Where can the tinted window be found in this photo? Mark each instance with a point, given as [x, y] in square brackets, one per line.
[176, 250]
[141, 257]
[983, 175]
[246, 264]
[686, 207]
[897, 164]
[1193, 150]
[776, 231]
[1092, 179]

• • •

* **TASK DESCRIPTION**
Reproduce the data above, changing "tinted window" to "side mirror" and leaving everything else unaltered.

* **ANSWER FOR THIS EXERCISE**
Where can the side mirror be found in this photo? Mark each instance with a point, given as [x, y] in square brackets, one per line.
[176, 250]
[141, 257]
[983, 175]
[246, 264]
[686, 207]
[897, 164]
[1193, 150]
[776, 231]
[1092, 179]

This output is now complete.